▶ _OBJECTIVE_: Rewrite the listing below with "axis-aligned boxes" replaced by "rectangular boxes" in every place it occurs, leaving everything else unchanged.

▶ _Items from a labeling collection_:
--------

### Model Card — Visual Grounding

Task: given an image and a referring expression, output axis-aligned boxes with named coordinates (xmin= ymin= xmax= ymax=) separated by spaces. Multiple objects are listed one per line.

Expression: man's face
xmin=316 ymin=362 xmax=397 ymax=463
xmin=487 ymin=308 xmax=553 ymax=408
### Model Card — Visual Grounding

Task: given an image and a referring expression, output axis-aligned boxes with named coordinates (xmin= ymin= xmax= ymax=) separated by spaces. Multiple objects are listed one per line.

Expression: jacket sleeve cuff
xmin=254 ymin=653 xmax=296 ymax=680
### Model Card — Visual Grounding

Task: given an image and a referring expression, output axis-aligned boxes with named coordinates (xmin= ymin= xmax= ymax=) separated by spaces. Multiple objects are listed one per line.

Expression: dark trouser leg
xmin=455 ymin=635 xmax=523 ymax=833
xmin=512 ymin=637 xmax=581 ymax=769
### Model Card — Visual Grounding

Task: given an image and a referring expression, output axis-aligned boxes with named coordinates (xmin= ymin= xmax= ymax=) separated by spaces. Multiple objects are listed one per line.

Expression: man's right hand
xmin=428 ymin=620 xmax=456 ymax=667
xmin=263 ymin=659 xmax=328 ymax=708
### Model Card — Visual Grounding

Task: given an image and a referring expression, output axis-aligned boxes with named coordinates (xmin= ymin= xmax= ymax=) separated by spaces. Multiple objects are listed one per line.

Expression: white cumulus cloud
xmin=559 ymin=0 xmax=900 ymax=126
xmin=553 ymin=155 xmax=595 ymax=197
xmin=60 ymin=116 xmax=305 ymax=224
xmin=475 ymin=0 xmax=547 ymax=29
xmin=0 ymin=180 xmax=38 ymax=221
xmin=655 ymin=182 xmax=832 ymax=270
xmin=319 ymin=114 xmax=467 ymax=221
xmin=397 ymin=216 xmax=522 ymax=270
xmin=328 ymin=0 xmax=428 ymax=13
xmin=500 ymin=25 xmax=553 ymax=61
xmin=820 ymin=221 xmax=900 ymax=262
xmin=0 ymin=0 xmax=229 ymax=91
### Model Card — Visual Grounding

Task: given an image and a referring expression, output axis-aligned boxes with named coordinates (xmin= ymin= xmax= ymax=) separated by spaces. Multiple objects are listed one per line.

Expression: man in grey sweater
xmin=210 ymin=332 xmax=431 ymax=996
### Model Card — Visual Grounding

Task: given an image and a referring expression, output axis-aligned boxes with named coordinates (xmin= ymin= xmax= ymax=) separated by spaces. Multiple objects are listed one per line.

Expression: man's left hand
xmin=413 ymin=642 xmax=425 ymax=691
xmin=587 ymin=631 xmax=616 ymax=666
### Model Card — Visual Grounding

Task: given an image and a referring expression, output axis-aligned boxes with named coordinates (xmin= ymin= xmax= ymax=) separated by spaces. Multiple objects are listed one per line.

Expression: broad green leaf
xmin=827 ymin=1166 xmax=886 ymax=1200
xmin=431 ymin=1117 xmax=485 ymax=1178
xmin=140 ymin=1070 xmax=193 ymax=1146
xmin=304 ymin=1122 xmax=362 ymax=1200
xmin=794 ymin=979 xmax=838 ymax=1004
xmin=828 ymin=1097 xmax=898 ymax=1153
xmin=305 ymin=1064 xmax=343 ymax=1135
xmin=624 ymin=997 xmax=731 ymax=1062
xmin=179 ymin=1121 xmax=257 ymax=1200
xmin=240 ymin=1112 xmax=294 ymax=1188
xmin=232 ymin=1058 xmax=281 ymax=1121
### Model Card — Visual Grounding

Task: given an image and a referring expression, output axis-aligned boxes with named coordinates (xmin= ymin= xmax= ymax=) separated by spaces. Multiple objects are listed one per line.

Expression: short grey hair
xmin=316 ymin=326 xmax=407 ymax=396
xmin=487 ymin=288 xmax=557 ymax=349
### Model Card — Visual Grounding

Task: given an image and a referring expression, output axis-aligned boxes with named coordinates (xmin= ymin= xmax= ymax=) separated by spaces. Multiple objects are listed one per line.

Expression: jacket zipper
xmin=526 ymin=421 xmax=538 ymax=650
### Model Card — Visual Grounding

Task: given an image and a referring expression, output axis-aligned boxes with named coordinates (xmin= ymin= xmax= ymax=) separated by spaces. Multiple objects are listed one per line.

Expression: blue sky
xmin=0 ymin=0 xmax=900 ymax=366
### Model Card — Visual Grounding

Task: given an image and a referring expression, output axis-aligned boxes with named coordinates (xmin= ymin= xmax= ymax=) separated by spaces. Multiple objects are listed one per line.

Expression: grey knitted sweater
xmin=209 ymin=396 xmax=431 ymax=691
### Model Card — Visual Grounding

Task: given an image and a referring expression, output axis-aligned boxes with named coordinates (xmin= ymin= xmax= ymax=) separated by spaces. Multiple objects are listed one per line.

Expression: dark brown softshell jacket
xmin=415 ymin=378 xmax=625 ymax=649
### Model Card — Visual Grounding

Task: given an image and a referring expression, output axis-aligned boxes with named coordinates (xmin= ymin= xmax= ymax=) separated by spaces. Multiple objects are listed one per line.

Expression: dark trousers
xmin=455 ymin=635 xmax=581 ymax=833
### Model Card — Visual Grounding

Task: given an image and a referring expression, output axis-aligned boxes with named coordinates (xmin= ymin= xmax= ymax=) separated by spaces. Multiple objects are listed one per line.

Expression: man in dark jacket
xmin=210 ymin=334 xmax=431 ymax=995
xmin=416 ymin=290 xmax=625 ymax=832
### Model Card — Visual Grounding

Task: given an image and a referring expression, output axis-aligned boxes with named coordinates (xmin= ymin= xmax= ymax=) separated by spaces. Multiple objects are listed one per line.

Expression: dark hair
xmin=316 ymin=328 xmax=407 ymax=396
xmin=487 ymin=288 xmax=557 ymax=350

--------

▶ _ANSWER TO THIS PROBLEM_:
### Model Card — Visual Grounding

Task: given an image and a referring expression, output rectangular boxes with named coordinates (xmin= ymin= xmax= ymax=) separated by spaces. Multiple objects are listed one per line.

Expression: man's face
xmin=316 ymin=362 xmax=397 ymax=463
xmin=487 ymin=308 xmax=553 ymax=408
### Model Card — Visual Grounding

Task: given an image and a referring expression, output rectangular boxes with named coordinates (xmin= ymin= xmax= ymax=) separated by spaces. Multiple objects are listed one per line.

Expression: jacket sleeve cuff
xmin=254 ymin=653 xmax=296 ymax=680
### Model Card — Visual Grounding

Task: given an image and a referring expression, output rectangular boxes with named coordinates (xmin= ymin= xmax= ymax=) separated by spaces. Multiple objects are listed one per line.

Expression: dark trouser leg
xmin=455 ymin=635 xmax=523 ymax=833
xmin=512 ymin=637 xmax=581 ymax=769
### Model Card — Visual Grounding

Task: given an image and a referring expression, output rectangular boxes with named coordinates (xmin= ymin= xmax= ymax=) separated by spaces. Multiple objects are listed one per line.

Expression: man's right hand
xmin=428 ymin=620 xmax=456 ymax=667
xmin=263 ymin=659 xmax=328 ymax=708
### Model Card — Visual Grounding

Task: given an image and a referring expression, output rectangular boxes with named coordinates (xmin= ymin= xmax= ymax=) separated by spaces. Multiple objects are listed one per line.

Expression: white cumulus cloud
xmin=559 ymin=0 xmax=900 ymax=126
xmin=553 ymin=155 xmax=595 ymax=197
xmin=60 ymin=116 xmax=305 ymax=224
xmin=475 ymin=0 xmax=547 ymax=29
xmin=0 ymin=180 xmax=38 ymax=221
xmin=655 ymin=182 xmax=832 ymax=270
xmin=319 ymin=114 xmax=467 ymax=221
xmin=397 ymin=216 xmax=522 ymax=270
xmin=328 ymin=0 xmax=428 ymax=13
xmin=500 ymin=25 xmax=553 ymax=61
xmin=820 ymin=221 xmax=900 ymax=262
xmin=0 ymin=0 xmax=229 ymax=91
### Model Card — Visual Grounding

Task: given an image and a referring expression, output rectangular boxes with named coordinates (xmin= ymin= xmax= ymax=) separated by spaces. Multiple objects are listed one per line.

Expression: man in grey sweater
xmin=210 ymin=332 xmax=431 ymax=996
### Model Card — Visual Grounding

Task: given an image and a referring expression, output rectangular boxes with named coordinates (xmin= ymin= xmax= ymax=) separated by spaces. Multiple objects are listed one per line.

Expression: man's left hand
xmin=413 ymin=642 xmax=425 ymax=691
xmin=587 ymin=631 xmax=616 ymax=666
### Model Card — Visual Grounding

Task: given an image and a referring expression, output rectangular boxes with named coordinates (xmin= ymin= xmax= ymax=) separated by spaces. Multiple objects are listed one per line.

Expression: broad green leaf
xmin=827 ymin=1166 xmax=886 ymax=1200
xmin=431 ymin=1117 xmax=485 ymax=1178
xmin=140 ymin=1070 xmax=193 ymax=1146
xmin=304 ymin=1122 xmax=362 ymax=1200
xmin=794 ymin=979 xmax=838 ymax=1004
xmin=828 ymin=1097 xmax=898 ymax=1153
xmin=305 ymin=1064 xmax=343 ymax=1135
xmin=624 ymin=997 xmax=731 ymax=1062
xmin=179 ymin=1121 xmax=257 ymax=1200
xmin=240 ymin=1112 xmax=294 ymax=1188
xmin=232 ymin=1058 xmax=281 ymax=1121
### Model Card — Visual Grounding

Task: given an image and a referring expression, output rectangular boxes with named coordinates (xmin= ymin= xmax= ymax=) separated by spaces. Multiple objects are listed one per line.

Expression: short grey hair
xmin=316 ymin=326 xmax=407 ymax=396
xmin=487 ymin=288 xmax=557 ymax=349
### Model Card — Visual Grounding

Task: given an image and a referring expression, output rectangular boxes with named coordinates (xmin= ymin= xmax= ymax=) separated by spaces. Multiple objects are listed one per line.

Expression: jacket zipper
xmin=526 ymin=421 xmax=538 ymax=650
### Model Card — Visual Grounding

Task: given an image and a referring expression, output rectangular boxes with named coordinates (xmin= ymin= xmax= ymax=) separated by spaces. Multiple objects are listed one per line.

Expression: blue sky
xmin=0 ymin=0 xmax=900 ymax=366
### Model Card — Visual Grounding

Task: given an image and a referring expression, output rectangular boxes with named coordinates (xmin= ymin= xmax= ymax=) separated by spaces. Multiple objects are listed one per line.

Expression: grey knitted sweater
xmin=209 ymin=396 xmax=431 ymax=691
### Model Card — Visual Grounding

Task: given an image and a referring expression, output rectangular boxes with named coordinates (xmin= ymin= xmax= ymax=) separated by spaces. Multiple objects are listed one per line.

Expression: dark brown softshell jacket
xmin=415 ymin=378 xmax=625 ymax=649
### Model Card — Visual Grounding

Task: given an image and a referring expression, output rectangular boxes with named coordinates (xmin= ymin= xmax= ymax=) separated by spaces. Multiple objects are listed one per line.

Expression: dark trousers
xmin=455 ymin=635 xmax=581 ymax=833
### Model Card — Visual Grounding

Task: given an image and a referring expression, output rectangular boxes with named coordinates (xmin= ymin= xmax= ymax=) separated by spaces. Multiple objects are listed one per line.

Expression: man in dark jacket
xmin=210 ymin=334 xmax=431 ymax=995
xmin=416 ymin=290 xmax=625 ymax=832
### Model Card — Visual Grounding

Task: given an image and a referring expression, output rectangular boxes with named coordinates (xmin= ymin= xmax= ymax=) separated by spaces. Multiple objects are listed one per line.

Expression: dark hair
xmin=316 ymin=328 xmax=407 ymax=396
xmin=487 ymin=288 xmax=557 ymax=350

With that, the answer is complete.